Activity:
Transcribe every record without leaving anything out or changing a word.

Exercise data:
+++
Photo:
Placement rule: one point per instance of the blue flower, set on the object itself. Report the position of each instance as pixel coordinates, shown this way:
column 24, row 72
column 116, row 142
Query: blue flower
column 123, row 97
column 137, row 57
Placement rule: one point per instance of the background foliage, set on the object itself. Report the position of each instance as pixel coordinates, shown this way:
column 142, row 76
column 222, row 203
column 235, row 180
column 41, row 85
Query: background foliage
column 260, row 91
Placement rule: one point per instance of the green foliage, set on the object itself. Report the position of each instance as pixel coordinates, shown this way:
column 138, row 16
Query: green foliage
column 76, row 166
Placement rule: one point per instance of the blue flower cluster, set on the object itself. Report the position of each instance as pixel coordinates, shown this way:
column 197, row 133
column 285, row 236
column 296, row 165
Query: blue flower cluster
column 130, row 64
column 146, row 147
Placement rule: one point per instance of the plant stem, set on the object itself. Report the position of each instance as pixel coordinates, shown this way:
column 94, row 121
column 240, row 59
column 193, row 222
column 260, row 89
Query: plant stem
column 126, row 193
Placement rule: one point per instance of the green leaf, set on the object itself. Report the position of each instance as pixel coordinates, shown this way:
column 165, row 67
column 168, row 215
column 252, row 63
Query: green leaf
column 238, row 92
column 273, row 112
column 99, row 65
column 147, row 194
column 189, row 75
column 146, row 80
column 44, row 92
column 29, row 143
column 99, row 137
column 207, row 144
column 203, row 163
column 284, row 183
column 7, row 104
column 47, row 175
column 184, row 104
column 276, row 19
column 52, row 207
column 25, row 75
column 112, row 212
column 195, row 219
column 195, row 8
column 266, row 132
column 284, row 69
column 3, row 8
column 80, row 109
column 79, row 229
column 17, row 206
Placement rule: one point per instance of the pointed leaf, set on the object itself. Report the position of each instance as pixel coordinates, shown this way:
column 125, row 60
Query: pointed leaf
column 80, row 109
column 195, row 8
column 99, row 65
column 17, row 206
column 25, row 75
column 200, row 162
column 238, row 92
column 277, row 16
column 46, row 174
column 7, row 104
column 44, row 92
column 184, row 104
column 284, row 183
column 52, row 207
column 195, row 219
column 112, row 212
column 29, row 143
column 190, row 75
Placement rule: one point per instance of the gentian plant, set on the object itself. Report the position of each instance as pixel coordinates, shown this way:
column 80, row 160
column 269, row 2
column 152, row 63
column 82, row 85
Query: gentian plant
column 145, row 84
+++
Expected output:
Photo:
Placement rule: one point per instance of the blue flower, set on the object itself. Report the position of each instance as pixel coordinates, shown this way:
column 24, row 72
column 116, row 142
Query: blue flower
column 123, row 97
column 137, row 57
Placement rule: one point per instance of the background foliage, set on the object itself. Report the position of each instance as pixel coordinates, shown this way:
column 142, row 76
column 222, row 203
column 235, row 180
column 41, row 85
Query: background foliage
column 260, row 91
Placement rule: one point per instance of the green foliage, set on the object itself. Report the position of each instance as pixel coordinates, shown this way:
column 138, row 16
Query: green foliage
column 76, row 166
Placement rule: one point per instance of the blue flower cluster, set on the object itself. Report the position of each instance as pixel coordinates, shown this way:
column 197, row 133
column 285, row 236
column 296, row 165
Query: blue flower cluster
column 130, row 64
column 146, row 147
Placement rule: one point per instance of the plant stem, set on the object itself. Report the position of each instance as pixel coordinates, shown this way:
column 94, row 121
column 240, row 59
column 193, row 222
column 260, row 89
Query: plant stem
column 126, row 193
Placement rule: one point per instance of the green leaf, set on the object itself. Report the position of each instance as pixel coordinates, shown this way:
column 165, row 67
column 168, row 215
column 252, row 63
Query: green leaf
column 238, row 92
column 273, row 112
column 99, row 65
column 147, row 194
column 189, row 75
column 146, row 80
column 44, row 92
column 29, row 143
column 99, row 137
column 207, row 144
column 203, row 163
column 284, row 183
column 7, row 104
column 47, row 175
column 184, row 104
column 276, row 19
column 52, row 207
column 25, row 75
column 112, row 212
column 195, row 219
column 195, row 8
column 266, row 132
column 284, row 69
column 3, row 8
column 80, row 109
column 79, row 229
column 17, row 206
Placement rule: one point per instance of the pointed leaf, set on the object itself. Report the position of each instance as pixel coordinates, shown this way:
column 125, row 60
Query: pointed leaf
column 80, row 109
column 195, row 8
column 99, row 65
column 17, row 206
column 25, row 75
column 200, row 162
column 238, row 92
column 277, row 16
column 46, row 174
column 7, row 104
column 44, row 92
column 184, row 104
column 284, row 183
column 52, row 207
column 195, row 219
column 112, row 212
column 29, row 143
column 190, row 75
Placement rule: one point per instance of the gentian plant, set on the object itself. Report the position of each instance as pixel coordinates, shown this way:
column 80, row 160
column 269, row 2
column 152, row 63
column 82, row 85
Query: gentian plant
column 145, row 84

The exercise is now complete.